[Segmentation dataset excerpts]

----------

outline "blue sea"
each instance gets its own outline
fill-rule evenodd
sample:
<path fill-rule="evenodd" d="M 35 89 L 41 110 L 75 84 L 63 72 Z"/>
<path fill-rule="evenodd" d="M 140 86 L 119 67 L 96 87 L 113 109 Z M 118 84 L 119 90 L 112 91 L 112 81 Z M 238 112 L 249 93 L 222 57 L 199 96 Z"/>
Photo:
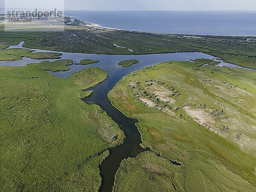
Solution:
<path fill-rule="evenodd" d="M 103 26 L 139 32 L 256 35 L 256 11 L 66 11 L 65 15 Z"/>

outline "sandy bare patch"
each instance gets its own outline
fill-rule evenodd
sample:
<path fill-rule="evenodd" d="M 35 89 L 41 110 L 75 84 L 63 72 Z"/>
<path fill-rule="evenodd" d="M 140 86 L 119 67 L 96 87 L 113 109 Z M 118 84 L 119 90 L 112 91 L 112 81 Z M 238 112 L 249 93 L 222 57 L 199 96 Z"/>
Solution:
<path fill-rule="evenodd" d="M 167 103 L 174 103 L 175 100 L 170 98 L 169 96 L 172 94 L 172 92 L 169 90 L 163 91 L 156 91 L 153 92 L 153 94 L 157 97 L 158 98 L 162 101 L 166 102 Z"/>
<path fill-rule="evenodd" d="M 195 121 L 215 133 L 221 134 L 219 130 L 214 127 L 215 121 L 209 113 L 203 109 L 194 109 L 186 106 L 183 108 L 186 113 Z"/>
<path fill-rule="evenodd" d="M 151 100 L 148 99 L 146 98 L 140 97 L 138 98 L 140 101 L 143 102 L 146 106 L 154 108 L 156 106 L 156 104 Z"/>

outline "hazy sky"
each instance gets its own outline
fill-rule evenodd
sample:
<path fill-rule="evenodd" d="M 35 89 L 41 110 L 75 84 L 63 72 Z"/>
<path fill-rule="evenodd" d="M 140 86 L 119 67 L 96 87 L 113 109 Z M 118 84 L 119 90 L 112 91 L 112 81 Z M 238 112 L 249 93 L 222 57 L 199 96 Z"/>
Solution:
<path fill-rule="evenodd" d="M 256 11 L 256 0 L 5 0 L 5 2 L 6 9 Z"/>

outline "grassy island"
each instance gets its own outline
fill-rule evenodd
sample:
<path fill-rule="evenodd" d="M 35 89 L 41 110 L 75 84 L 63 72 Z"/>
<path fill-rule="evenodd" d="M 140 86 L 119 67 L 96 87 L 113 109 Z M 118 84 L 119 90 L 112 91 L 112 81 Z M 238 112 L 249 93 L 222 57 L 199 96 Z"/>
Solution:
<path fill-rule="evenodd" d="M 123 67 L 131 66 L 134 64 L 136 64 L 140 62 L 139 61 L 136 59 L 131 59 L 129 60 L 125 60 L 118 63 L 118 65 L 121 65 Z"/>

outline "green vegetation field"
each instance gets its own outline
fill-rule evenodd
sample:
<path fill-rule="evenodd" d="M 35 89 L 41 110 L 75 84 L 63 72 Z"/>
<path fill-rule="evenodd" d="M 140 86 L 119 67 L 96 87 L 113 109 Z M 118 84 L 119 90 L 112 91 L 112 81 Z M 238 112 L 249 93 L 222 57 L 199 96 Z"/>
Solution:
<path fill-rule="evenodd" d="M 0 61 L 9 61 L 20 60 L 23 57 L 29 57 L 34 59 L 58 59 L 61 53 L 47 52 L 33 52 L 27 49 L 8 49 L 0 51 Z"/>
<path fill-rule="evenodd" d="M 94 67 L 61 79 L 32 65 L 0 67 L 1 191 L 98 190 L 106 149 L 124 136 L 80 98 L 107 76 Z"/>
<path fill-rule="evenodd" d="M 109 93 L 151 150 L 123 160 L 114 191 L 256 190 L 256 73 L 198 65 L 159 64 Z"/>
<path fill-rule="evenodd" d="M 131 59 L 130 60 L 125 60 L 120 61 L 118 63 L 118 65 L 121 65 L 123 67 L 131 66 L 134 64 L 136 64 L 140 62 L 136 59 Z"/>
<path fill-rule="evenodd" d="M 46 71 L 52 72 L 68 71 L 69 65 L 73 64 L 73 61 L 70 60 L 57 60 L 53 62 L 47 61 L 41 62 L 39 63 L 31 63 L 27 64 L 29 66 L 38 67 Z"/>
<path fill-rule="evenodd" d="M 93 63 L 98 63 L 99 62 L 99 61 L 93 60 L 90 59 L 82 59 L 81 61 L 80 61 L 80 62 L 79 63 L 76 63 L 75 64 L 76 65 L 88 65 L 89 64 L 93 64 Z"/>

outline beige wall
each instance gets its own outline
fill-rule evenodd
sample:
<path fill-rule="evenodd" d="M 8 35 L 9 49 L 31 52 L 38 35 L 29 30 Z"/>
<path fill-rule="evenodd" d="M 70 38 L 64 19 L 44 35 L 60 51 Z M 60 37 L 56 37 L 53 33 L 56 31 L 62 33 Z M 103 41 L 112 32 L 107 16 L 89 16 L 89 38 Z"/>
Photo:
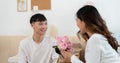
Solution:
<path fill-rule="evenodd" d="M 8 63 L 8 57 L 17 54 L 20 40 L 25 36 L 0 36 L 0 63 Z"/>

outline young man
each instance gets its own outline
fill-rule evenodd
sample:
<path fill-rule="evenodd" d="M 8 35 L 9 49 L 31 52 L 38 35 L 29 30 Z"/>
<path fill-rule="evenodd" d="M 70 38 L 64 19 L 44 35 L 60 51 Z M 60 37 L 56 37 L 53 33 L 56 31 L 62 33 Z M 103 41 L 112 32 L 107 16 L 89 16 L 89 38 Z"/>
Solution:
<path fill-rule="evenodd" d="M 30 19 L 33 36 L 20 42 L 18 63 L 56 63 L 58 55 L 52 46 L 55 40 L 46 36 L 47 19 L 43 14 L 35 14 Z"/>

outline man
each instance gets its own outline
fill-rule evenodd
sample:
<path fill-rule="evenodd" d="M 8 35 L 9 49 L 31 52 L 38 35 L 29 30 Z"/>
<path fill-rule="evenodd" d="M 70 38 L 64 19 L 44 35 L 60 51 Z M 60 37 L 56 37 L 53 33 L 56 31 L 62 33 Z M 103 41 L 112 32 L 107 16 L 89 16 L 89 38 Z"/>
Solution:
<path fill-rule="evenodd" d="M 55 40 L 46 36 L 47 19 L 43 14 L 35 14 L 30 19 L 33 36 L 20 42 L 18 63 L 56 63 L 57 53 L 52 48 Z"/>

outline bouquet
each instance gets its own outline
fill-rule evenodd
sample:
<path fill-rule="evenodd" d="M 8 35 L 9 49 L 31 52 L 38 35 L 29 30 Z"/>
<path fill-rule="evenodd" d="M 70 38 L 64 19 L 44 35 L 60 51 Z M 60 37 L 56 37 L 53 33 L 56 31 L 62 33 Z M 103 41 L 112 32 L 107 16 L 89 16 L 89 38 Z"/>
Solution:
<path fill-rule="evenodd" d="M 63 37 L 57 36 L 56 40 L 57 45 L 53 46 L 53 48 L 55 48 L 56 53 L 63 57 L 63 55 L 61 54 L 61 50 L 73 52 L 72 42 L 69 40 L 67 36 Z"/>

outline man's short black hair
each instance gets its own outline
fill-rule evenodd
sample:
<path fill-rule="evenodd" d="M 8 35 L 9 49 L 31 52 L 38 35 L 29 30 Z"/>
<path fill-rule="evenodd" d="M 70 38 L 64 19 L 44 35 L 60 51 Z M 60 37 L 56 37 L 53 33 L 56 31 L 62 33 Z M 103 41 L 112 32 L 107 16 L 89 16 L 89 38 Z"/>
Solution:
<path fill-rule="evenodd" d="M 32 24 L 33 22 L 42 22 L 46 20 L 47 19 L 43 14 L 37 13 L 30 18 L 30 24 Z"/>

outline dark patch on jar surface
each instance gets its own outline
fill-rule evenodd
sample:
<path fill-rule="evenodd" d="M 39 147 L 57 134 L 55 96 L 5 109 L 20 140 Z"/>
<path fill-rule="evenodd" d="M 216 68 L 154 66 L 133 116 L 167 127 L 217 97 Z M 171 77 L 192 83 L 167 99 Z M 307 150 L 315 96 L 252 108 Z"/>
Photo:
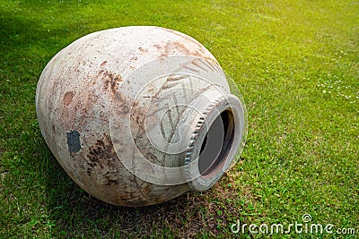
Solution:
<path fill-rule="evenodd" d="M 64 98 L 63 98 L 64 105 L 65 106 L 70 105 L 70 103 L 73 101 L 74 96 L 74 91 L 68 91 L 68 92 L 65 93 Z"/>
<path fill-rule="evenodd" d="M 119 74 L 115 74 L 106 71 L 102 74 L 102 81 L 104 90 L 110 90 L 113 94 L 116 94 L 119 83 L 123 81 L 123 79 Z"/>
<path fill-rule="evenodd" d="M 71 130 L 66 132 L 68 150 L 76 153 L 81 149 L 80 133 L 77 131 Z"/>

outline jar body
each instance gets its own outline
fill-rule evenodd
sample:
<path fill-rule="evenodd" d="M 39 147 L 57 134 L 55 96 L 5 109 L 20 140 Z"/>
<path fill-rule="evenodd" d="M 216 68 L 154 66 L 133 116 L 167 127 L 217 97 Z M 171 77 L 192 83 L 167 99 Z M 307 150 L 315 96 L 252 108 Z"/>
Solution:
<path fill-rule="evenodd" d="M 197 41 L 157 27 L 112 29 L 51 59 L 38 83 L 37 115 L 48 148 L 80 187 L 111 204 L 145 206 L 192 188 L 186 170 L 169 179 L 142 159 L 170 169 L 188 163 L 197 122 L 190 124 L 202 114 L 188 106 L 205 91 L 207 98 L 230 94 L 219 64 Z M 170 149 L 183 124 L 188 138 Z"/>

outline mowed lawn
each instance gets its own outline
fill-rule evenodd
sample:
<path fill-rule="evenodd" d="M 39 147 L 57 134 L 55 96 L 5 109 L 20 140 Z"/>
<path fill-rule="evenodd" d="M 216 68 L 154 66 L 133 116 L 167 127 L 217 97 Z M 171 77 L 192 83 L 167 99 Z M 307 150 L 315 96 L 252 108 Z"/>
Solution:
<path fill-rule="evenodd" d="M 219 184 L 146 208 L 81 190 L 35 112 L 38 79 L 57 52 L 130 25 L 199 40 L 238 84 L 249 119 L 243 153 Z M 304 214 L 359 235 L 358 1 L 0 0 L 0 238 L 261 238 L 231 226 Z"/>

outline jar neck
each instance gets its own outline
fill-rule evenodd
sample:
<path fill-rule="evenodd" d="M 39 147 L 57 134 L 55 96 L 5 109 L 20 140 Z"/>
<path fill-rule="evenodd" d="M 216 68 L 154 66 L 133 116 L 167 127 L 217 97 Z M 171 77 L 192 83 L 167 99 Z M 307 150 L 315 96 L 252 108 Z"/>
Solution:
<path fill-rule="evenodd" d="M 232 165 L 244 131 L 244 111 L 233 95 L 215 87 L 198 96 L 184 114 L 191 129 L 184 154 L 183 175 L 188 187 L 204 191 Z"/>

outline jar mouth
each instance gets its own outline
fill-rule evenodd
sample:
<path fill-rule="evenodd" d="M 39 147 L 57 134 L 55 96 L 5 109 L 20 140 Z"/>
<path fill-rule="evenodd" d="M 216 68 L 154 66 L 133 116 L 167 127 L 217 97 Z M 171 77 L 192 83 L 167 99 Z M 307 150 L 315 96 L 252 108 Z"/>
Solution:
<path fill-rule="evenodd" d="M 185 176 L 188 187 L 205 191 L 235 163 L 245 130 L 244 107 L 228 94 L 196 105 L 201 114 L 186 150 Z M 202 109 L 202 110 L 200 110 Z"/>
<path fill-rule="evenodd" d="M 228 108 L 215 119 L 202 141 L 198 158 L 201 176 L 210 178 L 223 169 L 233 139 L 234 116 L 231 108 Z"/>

----------

§ Requirements: Reproduce the data word for word, starting with its very first line and stopping after the line that contains "103 26 L 139". Omit any pictures from your copy.

§ Reply:
outline "blue sea"
each instance gets its own outline
fill-rule evenodd
sample:
<path fill-rule="evenodd" d="M 35 89 L 41 110 L 75 84 L 63 72 Z"/>
<path fill-rule="evenodd" d="M 140 86 L 119 67 L 96 87 L 113 109 Z M 118 84 L 119 90 L 112 91 L 112 81 Z M 238 112 L 249 93 L 222 57 L 199 96 Z"/>
Photo:
Solution:
<path fill-rule="evenodd" d="M 103 26 L 139 32 L 256 35 L 256 11 L 66 11 L 65 15 Z"/>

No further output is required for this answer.